Lift out each line of the data that holds "head".

Top of Given entries

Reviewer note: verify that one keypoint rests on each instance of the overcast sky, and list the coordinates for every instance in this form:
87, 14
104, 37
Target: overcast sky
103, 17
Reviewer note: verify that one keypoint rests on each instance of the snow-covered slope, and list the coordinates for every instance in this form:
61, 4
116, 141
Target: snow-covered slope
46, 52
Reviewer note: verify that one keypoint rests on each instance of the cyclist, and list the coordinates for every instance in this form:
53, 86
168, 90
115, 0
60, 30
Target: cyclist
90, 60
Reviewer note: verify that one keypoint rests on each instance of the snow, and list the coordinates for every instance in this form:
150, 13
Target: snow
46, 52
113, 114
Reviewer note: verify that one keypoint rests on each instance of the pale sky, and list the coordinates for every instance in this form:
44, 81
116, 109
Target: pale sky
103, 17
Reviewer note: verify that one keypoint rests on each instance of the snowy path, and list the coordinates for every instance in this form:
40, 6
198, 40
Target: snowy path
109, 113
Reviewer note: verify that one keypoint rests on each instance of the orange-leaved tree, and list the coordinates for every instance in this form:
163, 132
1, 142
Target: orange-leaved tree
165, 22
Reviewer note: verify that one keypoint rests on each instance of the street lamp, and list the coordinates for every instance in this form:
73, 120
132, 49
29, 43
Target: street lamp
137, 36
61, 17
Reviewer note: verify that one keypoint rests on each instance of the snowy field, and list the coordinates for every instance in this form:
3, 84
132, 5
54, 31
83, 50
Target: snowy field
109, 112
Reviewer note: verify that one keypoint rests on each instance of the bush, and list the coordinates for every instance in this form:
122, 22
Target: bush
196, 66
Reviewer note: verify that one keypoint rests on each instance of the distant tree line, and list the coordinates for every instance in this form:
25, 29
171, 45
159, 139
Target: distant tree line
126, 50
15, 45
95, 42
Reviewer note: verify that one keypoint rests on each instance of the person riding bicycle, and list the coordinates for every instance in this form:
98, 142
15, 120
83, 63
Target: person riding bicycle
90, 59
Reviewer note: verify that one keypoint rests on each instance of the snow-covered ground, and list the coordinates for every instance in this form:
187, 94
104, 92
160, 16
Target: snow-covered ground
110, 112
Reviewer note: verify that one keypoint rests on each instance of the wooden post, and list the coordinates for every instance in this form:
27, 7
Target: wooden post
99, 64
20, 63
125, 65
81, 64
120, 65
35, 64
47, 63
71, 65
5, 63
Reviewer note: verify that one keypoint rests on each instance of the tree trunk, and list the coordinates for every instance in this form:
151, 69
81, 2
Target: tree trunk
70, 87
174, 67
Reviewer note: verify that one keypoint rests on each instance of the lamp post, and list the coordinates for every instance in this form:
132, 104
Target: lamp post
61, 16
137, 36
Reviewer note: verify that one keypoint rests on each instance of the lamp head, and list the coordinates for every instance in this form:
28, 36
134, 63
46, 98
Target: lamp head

Bottom of Given entries

» Exercise output
Reviewer note: verify that one keypoint rests on each instance of the lamp head, and list the coordinates for every instance in this form:
Target: lamp head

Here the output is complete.